§ Goal of the exercise: Every record that follows must be duplicated exactly, with images left out.

Start of Data lines

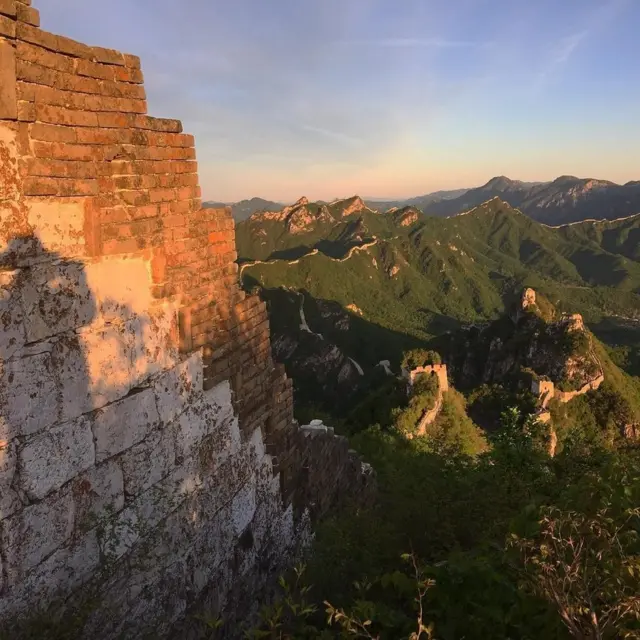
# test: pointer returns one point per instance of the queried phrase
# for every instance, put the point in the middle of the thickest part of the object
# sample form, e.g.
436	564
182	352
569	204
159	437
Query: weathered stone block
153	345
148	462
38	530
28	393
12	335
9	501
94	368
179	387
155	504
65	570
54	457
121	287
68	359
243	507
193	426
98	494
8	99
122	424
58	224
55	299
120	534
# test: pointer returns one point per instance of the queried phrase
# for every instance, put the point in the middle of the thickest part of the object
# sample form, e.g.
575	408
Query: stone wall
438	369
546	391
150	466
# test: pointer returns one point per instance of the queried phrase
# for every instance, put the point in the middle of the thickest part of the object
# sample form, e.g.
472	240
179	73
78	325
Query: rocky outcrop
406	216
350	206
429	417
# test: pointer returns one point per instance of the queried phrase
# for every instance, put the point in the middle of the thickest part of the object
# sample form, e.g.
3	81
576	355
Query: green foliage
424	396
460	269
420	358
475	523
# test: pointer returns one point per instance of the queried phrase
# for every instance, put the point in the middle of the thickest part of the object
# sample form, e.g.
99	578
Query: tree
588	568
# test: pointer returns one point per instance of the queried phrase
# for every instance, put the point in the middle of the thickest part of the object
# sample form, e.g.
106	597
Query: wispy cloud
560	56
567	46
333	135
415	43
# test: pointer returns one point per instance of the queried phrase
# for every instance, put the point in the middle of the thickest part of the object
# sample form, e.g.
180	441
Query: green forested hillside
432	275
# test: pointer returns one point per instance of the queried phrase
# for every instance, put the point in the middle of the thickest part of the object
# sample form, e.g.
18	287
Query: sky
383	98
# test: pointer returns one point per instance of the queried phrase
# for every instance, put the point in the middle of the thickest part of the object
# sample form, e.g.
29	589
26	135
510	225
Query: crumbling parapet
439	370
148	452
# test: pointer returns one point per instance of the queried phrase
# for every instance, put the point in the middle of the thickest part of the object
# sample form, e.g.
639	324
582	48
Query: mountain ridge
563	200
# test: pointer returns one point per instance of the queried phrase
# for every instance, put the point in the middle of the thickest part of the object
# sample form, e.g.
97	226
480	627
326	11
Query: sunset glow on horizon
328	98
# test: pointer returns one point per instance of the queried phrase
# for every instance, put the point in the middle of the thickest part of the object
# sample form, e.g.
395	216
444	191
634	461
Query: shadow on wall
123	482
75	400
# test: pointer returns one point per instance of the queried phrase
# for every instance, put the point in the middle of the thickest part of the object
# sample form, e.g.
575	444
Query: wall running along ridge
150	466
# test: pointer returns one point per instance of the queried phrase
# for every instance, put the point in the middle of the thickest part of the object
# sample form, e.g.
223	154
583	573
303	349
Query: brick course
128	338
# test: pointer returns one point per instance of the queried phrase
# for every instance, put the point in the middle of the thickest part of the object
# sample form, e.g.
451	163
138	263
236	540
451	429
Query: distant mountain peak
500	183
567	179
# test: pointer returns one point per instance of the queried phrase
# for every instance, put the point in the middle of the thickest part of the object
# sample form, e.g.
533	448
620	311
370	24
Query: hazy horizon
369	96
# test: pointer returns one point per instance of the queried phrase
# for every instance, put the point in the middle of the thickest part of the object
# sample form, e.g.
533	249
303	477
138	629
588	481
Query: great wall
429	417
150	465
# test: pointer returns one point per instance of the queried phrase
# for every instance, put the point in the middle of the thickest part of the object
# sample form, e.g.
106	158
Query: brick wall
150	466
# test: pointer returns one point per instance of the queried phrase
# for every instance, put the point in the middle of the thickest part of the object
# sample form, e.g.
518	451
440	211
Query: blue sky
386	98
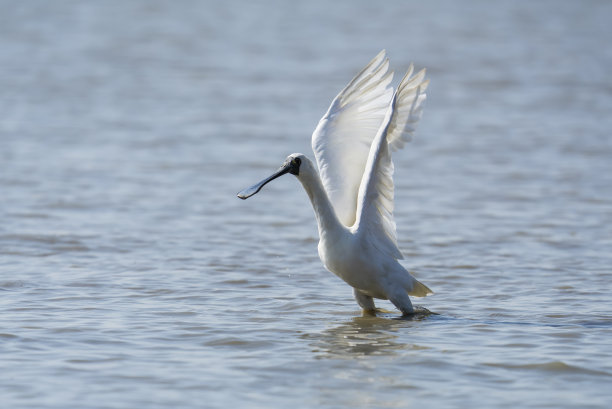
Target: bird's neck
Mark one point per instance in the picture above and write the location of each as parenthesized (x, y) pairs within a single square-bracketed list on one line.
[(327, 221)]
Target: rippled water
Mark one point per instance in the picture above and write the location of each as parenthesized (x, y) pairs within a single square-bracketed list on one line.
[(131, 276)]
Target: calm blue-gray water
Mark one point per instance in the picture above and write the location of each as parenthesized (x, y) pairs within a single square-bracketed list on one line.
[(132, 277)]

End of Data lines

§ Finished task:
# test: pointer returns one point per instance of the queried phrase
# for every instance, put the point in the middle of the thickest part of the object
# sample form, e.g.
436	564
182	352
569	204
159	437
Query: weathered stone block
153	345
148	462
38	530
28	393
12	335
9	501
94	368
179	387
155	504
65	570
54	457
121	287
68	359
243	507
193	426
98	494
8	99
122	424
58	224
55	299
120	534
# test: pointer returns one point per instance of the queried phrase
# for every instance, put the point in the middle of the thickest part of the object
# sample form, e.g.
575	408
Query: stone wall
438	369
546	391
150	466
# test: pointer returns one point per instance of the queried phrase
# for every instance, put the point in the middle of the thickest part of the object
# sample form, e.g.
472	240
179	73
78	325
Query: rocky outcrop
406	216
350	206
429	417
# test: pointer returns one point per instance of the queried phrase
# for every instance, put the point in the middle of the thickest part of the object
# sample form, e.g.
3	81
576	355
Query: green foliage
424	396
460	269
420	358
475	523
# test: pointer returns one point per instance of the queried phrase
# for every instance, put the point in the middle of the thickest part of the object
# sample form, e.g.
99	578
Query: tree
588	568
# test: pointer returns one point per instance of the queried phrase
# for every instance, put the point in the middle of the thickest part of the object
# sample form, e.g.
106	597
Query: wispy cloud
560	56
567	46
333	135
415	43
# test: pointer returns one point per instance of the queried phrase
# for every instance, put the point in the middle of the thickest part of the object
# sample form, e.g.
180	441
Query: green forested hillside
432	275
# test: pointer returns one point per instance of the queried phrase
# for every instance, put the point in the middle of the thickest part of the object
# sample form, e.g.
18	287
Query: sky
383	98
# test: pointer returns one point per instance of the queried phrase
# for every instance, put the point in the middle of the thickest part of the object
# sample form, e.g.
29	589
26	135
510	225
Query: crumbling parapet
439	370
148	452
# test: pointer returns one point per instance of the queried phrase
# for every instance, put the point in the middle of the thickest part of the object
# sample form, e.g.
639	324
582	48
Query: mountain ridge
563	200
# test: pointer returns one point per instance of the queried phrase
# for every instance, put the point in the middle of the thickest part of the object
# sample form, e.g.
97	226
480	627
326	11
Query: sunset glow on horizon
328	98
# test: pointer returns one point per instance of the queried phrase
# for every instance, put the point in the middle of the thickest part of the object
# sample form, e.g.
395	216
444	191
634	461
Query: shadow on wall
123	482
75	400
# test: pointer returns one point per instance of the queried phrase
# for every instance, put the point in the middle of the thickest part of the object
# sample form, e.g.
575	444
Query: wall running along ridge
150	466
# test: pointer returns one point per instance of the queried phrase
# for every instance, put the point in the middle of the thickest part of the object
# sample form, e.g.
223	154
583	573
303	349
Query: brick course
128	338
# test: pointer returns one point per instance of the queried phrase
# for every instance, put the point in the middle of the thickest part of the object
# sample form, e.g.
451	163
138	263
236	540
451	429
Query: distant mountain peak
500	183
567	179
# test: pointer returns one point per instance of the queried phrase
# for every instance, put the point in the middle of the thickest part of the object
# sample form, e.g.
533	448
620	311
370	24
Query: hazy horizon
369	96
# test: pointer returns one point per instance of the queried phrase
# for every instance, put the point in the middle of the thickest part of the object
# sample form, e.g.
533	249
303	477
138	629
588	481
Query: great wall
429	417
150	465
# test: pointer returns one point per instance of the queried phrase
# for every instance, put the point in the middle of the thickest part of the object
# sample form, e.g.
106	158
Query: brick wall
150	466
# test: pointer returns one point per instance of the queried phrase
# for every instance, put the point in the middle of the thickest part of the object
# sample form, e.g.
518	451
440	211
Query: blue sky
386	98
Target: bird's neck
Mark one point per instance in the picture above and write the location of each as parenthesized (x, y) pairs within a single square-bracketed list on one line.
[(327, 221)]
Target: rippled water
Mark one point per instance in the picture above and write the location of each as parenthesized (x, y) pairs within a single square-bracketed list on one line.
[(131, 276)]
Target: calm blue-gray water
Mark one point per instance in the picture above and write the location of each as parenthesized (x, y) pairs within a single square-bracketed list on one line.
[(132, 277)]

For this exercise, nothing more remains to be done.